Rewrite the data below as a numbered list with one line per item, and leave out any blank lines.

════════

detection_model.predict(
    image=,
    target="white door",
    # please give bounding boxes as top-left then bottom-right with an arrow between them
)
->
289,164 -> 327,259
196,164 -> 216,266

════════

# THE SOLUTION:
1. detection_model.predict(
2.     image=,
3.     target="white door",
4.     # please give bounding boxes as top-left then bottom-right with an arrow between them
5. )
6. ->
7. 289,164 -> 327,259
8. 196,164 -> 216,266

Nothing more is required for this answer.